------ Text shown ------
Herbivory

Climate change is expected to influence the population dynamics of key herbivore species within Northeastern forests, and generally amplify the pressure of herbivory in some regional forests. Because herbivory is considered a keystone driver through its impacts on plant regeneration, forest structure, and species diversity, there are numerous implications resulting from changes in herbivore populations and behavior. A variety of forest adaptation practices may prevent or ameliorate the negative effects of increased herbivory.


There is mounting evidence that climate change will influence the populations of key herbivores within Northeastern forests. Warmer winter temperatures and reduced snow depth are expected to reduce the energy requirements for white-tailed deer and increase access to forage during winter months, enabling them to expand the size and range of their populations (Rodenhouse et al. 2009). Reductions in snowfall amount and duration are also expected to change the wintertime foraging behavior of moose and snowshoe hare as well (Rodenhouse et al. 2009).
------
Written request:
Edit the herbivory text from "Climate change is" up to and including "of increased herbivory." by changing "ameliorate" to "lessen", and write out that passage with the change. Rely only on the herbivory text for what follows.
------ Extracted data ------
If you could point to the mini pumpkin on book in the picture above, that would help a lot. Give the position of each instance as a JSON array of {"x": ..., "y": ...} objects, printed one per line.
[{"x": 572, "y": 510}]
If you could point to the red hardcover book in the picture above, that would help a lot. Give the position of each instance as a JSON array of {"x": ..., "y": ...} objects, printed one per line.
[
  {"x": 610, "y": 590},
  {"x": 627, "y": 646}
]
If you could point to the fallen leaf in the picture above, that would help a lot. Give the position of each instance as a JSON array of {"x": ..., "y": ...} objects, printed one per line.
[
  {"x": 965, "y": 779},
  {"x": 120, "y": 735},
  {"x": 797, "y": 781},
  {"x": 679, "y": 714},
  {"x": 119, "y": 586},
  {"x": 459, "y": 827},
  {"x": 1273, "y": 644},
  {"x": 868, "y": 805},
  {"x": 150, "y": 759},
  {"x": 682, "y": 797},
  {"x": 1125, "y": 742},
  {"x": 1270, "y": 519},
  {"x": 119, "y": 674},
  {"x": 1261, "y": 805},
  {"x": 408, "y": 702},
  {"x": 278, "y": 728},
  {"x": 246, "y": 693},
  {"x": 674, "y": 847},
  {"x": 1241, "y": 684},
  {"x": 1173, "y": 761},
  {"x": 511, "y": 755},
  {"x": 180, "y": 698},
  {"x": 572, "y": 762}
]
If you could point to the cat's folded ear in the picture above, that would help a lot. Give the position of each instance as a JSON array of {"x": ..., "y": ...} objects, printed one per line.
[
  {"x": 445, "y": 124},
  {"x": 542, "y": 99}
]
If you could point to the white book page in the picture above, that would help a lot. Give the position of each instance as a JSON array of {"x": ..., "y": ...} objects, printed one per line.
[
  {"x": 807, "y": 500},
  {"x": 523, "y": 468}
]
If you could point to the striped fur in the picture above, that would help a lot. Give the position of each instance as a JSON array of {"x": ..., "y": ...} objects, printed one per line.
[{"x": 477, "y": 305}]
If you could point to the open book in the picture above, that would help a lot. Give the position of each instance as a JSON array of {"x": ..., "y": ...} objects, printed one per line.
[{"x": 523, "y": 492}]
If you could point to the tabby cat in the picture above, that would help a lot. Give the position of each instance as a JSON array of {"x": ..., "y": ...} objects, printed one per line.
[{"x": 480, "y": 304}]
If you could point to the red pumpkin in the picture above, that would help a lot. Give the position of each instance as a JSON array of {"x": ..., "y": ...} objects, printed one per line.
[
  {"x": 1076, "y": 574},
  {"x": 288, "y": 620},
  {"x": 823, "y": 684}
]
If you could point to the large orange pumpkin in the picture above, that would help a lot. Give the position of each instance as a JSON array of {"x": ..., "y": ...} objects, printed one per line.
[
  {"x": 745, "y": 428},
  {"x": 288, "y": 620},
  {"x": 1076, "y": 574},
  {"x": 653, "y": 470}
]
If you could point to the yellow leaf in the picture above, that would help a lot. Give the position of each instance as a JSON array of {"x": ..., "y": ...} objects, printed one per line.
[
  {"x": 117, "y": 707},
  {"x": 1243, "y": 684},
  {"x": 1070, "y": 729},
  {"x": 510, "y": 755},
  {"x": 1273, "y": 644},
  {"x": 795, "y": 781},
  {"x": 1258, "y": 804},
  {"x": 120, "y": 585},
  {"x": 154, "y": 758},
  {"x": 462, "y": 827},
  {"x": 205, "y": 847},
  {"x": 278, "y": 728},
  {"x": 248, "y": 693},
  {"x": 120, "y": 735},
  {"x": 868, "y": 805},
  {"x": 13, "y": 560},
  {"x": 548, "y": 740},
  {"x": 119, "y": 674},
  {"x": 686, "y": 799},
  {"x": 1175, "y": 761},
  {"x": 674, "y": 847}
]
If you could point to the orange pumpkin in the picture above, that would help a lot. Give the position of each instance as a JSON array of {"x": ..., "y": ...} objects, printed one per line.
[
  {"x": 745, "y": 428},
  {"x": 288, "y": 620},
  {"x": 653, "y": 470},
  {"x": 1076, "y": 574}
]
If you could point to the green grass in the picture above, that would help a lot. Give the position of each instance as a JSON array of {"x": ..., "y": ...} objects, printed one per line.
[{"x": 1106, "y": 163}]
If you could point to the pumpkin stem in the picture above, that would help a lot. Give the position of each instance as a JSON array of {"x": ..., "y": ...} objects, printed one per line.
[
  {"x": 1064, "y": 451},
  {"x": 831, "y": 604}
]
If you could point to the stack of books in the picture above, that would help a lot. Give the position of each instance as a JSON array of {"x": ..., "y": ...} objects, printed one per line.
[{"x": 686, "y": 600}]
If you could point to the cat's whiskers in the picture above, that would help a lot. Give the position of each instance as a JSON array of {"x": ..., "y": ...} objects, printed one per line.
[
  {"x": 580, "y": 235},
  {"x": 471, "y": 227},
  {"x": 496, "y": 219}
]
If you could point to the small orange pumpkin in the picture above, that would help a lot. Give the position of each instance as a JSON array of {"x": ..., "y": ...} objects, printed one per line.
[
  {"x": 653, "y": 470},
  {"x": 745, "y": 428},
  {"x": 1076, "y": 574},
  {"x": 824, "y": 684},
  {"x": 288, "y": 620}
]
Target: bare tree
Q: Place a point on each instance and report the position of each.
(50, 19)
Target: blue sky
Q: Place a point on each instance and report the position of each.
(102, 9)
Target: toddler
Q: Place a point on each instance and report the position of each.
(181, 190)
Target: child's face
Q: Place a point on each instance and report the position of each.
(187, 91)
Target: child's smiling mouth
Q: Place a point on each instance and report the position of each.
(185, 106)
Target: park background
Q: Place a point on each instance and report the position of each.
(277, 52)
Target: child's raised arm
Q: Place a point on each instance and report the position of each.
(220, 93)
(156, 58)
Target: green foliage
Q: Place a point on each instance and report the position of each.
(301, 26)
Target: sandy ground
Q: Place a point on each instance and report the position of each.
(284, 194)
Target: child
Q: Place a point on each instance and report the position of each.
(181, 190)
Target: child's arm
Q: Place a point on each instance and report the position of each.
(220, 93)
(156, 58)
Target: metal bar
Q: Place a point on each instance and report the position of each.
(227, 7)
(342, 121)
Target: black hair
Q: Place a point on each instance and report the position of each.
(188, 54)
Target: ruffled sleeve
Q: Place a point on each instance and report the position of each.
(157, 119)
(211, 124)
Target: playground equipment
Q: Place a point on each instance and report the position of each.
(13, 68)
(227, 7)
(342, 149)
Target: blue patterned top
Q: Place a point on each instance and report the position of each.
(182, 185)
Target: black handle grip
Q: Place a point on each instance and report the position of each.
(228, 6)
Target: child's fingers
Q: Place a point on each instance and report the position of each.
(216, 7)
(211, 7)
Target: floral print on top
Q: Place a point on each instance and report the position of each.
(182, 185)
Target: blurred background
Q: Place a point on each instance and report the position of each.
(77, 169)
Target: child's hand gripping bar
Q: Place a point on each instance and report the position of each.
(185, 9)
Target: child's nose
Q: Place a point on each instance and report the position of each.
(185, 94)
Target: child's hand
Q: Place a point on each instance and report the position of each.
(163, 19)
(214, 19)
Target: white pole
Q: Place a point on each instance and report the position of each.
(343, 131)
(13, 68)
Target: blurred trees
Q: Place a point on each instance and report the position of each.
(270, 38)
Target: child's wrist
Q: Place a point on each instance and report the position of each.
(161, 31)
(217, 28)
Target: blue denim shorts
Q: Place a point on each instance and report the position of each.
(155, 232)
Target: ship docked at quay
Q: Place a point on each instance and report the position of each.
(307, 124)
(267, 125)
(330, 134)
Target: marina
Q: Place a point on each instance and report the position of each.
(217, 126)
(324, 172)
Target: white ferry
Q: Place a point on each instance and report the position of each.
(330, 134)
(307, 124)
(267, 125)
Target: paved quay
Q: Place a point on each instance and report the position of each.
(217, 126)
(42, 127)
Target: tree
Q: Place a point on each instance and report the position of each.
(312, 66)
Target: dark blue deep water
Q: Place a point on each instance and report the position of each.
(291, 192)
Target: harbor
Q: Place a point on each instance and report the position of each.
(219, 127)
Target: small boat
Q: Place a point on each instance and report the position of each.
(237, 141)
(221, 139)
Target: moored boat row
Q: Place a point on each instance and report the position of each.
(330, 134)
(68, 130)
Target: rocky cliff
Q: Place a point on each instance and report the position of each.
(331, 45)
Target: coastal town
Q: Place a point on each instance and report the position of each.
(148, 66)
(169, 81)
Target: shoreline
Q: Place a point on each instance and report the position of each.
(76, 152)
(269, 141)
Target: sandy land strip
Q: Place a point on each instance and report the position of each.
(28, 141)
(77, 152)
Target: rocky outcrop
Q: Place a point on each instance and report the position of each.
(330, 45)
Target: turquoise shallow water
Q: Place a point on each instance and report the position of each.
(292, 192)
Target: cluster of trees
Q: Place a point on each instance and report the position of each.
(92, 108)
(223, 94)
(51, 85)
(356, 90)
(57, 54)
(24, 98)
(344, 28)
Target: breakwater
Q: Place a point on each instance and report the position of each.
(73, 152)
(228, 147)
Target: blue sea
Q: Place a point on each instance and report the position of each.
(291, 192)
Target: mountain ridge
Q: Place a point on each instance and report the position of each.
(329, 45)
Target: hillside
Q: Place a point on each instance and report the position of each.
------
Response to this task:
Climate change is expected to influence the population dynamics of key herbivore species within Northeastern forests, and generally amplify the pressure of herbivory in some regional forests. Because herbivory is considered a keystone driver through its impacts on plant regeneration, forest structure, and species diversity, there are numerous implications resulting from changes in herbivore populations and behavior. A variety of forest adaptation practices may prevent or lessen the negative effects of increased herbivory.